_Task objective_. From the items below, pick out and copy every line that contains the string "fence".

_Exercise material_.
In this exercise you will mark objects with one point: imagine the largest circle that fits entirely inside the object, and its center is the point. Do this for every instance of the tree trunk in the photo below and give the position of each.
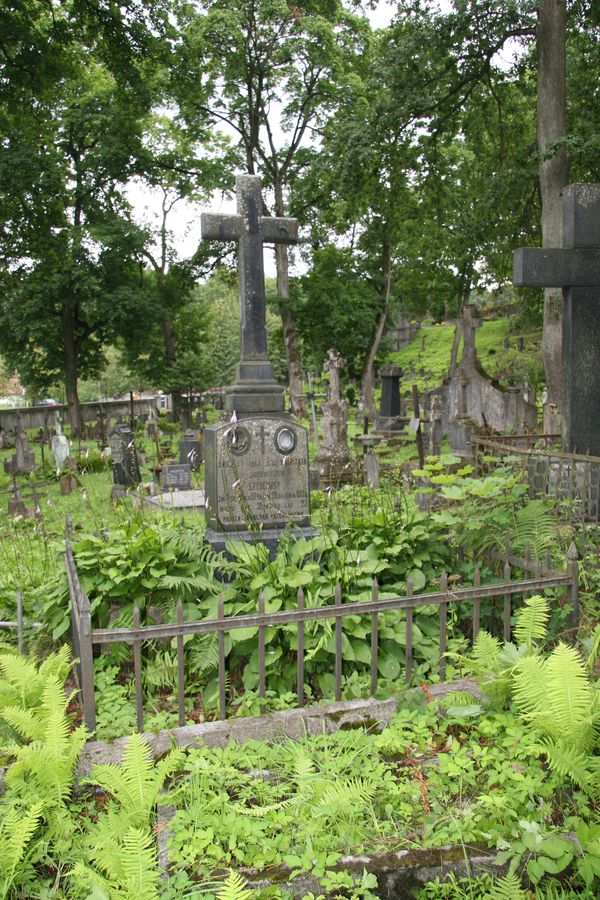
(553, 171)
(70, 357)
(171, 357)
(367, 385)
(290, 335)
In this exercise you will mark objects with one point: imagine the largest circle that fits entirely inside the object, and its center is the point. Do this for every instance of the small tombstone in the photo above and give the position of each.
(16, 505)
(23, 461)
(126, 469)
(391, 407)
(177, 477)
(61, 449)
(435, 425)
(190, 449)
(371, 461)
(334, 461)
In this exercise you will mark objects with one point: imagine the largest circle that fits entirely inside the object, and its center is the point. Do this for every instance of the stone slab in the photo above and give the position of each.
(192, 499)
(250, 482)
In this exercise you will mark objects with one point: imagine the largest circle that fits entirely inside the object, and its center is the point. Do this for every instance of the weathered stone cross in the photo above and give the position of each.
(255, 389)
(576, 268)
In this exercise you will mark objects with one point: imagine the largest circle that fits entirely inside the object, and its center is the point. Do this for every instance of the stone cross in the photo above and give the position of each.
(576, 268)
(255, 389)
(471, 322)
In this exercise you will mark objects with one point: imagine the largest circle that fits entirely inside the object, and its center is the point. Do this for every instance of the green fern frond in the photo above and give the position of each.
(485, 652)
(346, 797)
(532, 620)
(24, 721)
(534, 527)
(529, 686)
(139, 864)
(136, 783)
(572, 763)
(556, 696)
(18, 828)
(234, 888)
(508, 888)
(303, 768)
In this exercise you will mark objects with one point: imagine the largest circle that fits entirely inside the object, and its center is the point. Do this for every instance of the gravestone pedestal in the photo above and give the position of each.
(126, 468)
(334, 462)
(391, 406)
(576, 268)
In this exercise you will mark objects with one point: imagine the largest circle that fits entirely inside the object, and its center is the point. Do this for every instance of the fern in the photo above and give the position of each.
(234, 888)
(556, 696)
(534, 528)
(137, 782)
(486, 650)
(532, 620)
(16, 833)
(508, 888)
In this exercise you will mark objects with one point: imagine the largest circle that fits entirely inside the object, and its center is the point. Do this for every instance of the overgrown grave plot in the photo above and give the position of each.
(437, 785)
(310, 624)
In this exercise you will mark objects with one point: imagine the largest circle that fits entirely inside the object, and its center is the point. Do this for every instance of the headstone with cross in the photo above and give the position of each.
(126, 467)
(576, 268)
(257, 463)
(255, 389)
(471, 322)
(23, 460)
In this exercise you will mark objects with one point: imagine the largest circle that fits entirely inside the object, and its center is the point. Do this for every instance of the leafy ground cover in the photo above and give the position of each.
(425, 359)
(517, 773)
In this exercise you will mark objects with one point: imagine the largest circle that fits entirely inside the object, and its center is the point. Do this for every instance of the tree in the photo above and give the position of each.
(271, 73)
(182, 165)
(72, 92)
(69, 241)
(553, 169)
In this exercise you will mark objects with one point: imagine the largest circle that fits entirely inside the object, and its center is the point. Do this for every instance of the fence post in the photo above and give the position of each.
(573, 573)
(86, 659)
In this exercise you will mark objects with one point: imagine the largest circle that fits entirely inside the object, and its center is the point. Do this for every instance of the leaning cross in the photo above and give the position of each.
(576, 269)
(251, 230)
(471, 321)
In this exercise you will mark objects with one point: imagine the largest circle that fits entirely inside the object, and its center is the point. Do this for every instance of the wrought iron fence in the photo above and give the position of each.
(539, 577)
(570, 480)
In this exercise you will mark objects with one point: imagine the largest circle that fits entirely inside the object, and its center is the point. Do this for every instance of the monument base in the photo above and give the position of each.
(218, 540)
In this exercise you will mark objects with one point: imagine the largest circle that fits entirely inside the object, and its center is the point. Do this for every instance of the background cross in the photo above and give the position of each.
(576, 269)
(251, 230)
...
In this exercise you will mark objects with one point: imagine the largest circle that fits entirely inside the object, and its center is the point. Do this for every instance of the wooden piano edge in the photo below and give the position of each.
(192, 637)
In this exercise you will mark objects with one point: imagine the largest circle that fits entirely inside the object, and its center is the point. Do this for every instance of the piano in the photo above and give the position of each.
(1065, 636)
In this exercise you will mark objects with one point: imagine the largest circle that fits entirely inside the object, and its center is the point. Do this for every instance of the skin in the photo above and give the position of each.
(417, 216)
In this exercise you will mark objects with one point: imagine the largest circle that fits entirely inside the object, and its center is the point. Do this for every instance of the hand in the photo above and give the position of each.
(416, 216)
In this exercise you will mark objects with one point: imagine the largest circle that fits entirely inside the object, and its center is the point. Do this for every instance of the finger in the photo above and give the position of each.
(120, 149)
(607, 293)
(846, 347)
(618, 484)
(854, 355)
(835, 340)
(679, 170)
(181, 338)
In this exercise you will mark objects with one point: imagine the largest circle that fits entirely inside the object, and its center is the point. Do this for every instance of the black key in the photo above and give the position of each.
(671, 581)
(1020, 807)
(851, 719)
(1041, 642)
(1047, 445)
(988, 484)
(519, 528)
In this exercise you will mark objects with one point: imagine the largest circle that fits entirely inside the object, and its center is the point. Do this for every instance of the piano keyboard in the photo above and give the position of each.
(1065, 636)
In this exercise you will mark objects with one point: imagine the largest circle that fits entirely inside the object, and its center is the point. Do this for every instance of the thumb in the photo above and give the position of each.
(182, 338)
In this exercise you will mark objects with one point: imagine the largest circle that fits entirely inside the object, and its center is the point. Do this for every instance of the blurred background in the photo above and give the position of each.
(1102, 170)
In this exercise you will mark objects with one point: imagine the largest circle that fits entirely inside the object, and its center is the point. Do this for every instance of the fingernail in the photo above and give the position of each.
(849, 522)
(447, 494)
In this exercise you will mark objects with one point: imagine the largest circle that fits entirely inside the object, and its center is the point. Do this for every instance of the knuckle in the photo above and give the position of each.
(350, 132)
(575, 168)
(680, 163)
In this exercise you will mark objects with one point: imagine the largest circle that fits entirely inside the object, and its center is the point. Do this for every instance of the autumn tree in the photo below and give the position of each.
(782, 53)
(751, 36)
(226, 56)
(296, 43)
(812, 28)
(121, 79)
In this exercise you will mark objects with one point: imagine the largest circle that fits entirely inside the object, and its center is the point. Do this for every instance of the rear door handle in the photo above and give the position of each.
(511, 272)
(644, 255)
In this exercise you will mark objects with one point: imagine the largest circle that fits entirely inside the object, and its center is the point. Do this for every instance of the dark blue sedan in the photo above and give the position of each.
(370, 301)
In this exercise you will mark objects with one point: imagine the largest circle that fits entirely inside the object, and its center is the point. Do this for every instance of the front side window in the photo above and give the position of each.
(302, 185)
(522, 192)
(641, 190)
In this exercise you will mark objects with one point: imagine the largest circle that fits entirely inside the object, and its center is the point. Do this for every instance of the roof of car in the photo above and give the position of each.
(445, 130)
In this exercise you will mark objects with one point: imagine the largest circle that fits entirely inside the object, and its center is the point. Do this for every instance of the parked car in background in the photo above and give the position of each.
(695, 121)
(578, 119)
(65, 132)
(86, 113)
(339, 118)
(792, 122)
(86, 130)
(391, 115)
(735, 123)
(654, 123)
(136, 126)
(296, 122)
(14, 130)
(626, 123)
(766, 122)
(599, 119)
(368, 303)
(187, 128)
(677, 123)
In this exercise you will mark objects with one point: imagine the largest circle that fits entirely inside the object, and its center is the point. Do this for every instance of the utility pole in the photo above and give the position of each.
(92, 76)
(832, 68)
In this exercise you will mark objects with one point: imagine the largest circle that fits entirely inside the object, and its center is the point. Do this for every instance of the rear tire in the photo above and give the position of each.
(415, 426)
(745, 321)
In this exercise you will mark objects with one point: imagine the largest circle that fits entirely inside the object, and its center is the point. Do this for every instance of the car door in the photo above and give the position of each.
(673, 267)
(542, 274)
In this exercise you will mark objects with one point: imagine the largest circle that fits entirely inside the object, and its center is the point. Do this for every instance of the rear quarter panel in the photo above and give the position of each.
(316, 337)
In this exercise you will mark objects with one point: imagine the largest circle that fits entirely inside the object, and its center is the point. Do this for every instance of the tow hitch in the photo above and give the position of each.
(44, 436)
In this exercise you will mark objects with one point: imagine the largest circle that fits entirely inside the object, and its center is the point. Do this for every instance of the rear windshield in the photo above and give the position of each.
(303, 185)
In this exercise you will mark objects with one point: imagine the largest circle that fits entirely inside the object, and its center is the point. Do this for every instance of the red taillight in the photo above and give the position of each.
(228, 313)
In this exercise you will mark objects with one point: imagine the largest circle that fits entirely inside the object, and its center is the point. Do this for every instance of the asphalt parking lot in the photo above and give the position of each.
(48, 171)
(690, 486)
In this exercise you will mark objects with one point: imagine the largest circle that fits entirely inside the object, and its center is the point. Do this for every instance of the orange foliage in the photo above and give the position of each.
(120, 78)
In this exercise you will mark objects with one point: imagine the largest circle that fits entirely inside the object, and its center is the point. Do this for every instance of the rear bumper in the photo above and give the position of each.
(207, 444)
==
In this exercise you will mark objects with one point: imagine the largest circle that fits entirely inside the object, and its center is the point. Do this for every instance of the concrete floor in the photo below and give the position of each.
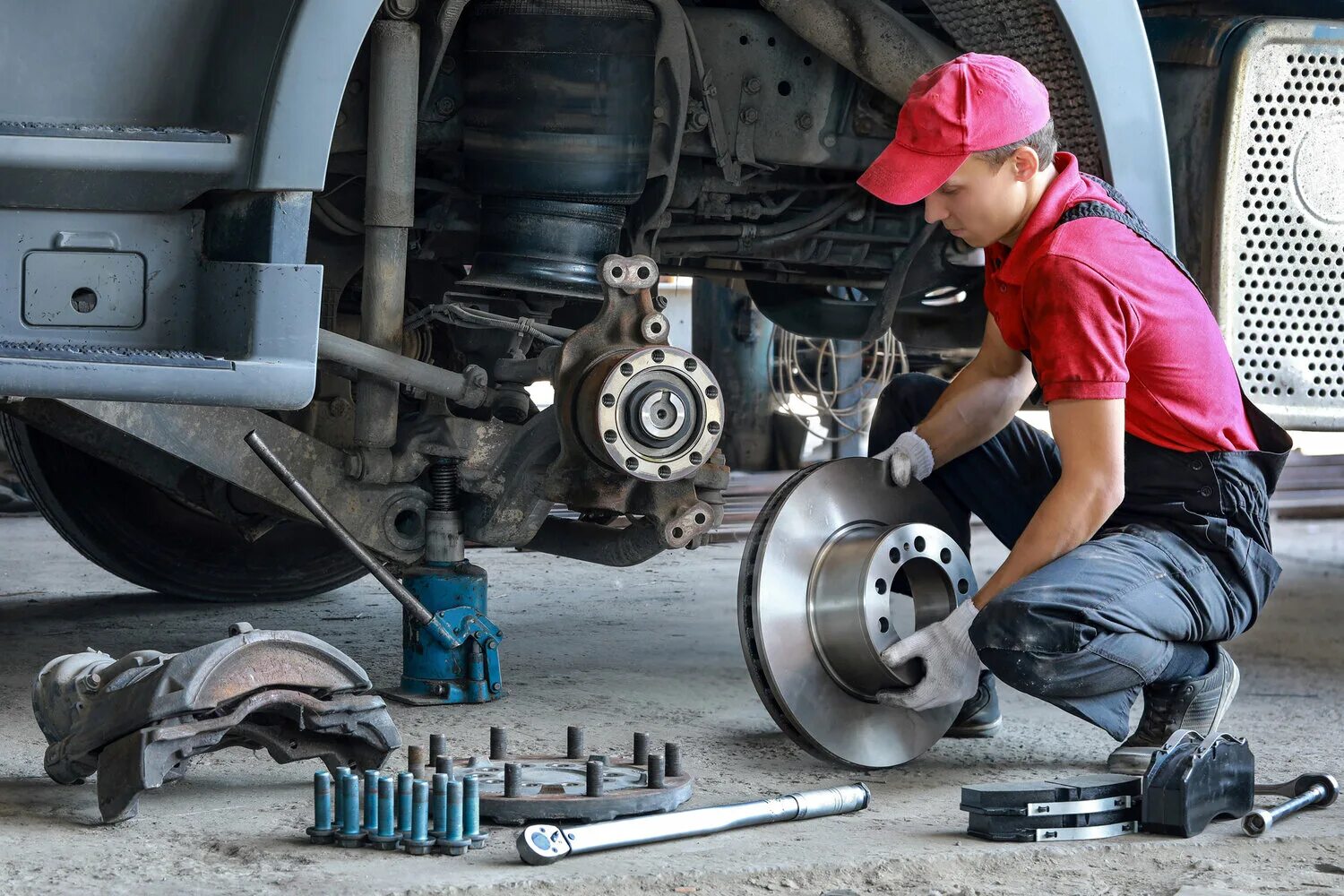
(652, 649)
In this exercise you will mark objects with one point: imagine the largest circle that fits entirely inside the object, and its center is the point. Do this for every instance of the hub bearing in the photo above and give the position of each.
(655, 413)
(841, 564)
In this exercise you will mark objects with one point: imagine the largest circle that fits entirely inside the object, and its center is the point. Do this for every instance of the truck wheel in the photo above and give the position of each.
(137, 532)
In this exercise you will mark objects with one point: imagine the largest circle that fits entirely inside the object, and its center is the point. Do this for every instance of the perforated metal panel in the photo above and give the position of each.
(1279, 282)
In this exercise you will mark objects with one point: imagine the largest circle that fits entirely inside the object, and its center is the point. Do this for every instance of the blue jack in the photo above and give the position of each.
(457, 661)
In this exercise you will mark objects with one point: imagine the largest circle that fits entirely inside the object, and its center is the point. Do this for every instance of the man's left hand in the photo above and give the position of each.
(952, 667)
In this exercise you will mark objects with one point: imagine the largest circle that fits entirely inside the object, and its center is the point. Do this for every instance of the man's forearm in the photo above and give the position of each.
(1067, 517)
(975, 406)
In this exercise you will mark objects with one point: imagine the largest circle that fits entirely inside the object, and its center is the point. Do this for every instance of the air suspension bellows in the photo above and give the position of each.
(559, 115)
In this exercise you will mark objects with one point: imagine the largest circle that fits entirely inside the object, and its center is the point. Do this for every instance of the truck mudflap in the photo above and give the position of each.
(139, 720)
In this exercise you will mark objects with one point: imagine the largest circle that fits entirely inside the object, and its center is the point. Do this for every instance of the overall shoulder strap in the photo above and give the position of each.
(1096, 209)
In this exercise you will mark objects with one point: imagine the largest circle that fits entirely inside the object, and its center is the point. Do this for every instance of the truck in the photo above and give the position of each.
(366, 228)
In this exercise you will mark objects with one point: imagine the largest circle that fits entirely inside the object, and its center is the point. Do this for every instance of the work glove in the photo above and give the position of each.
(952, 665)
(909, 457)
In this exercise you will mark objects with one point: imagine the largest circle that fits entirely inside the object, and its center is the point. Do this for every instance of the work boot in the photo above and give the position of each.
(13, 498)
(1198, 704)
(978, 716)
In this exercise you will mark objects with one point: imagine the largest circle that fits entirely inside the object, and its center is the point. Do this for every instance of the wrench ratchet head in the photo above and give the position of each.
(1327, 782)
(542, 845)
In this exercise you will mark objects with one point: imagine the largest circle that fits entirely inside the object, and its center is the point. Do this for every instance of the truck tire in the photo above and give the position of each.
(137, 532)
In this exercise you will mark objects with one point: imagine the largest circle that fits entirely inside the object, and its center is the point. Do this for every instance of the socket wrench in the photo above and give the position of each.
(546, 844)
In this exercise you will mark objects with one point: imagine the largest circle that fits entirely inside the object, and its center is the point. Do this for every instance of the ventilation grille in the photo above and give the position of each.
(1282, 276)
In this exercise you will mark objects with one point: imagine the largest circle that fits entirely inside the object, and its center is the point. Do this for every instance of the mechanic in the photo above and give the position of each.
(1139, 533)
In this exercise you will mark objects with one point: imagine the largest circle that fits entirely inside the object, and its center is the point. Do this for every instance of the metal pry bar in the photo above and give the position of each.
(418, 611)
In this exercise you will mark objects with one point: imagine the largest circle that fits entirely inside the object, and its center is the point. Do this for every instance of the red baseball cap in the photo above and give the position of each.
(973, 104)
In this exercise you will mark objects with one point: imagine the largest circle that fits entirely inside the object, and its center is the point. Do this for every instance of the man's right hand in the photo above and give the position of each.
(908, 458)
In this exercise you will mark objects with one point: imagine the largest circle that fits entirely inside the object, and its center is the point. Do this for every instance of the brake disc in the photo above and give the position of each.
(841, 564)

_Result_.
In this exercise you will mark objects with one point: imagine the largest circle that fits entirely inside the object, and its center is the point. Do this for every instance of the fence post in the photo above and give the position of each.
In this exercise you will mark objects with one point: imagine the largest circle that fits entirely inside the object, and its center is the point. Do this for every instance of the wrought iron fence in the photo above and give the position of each.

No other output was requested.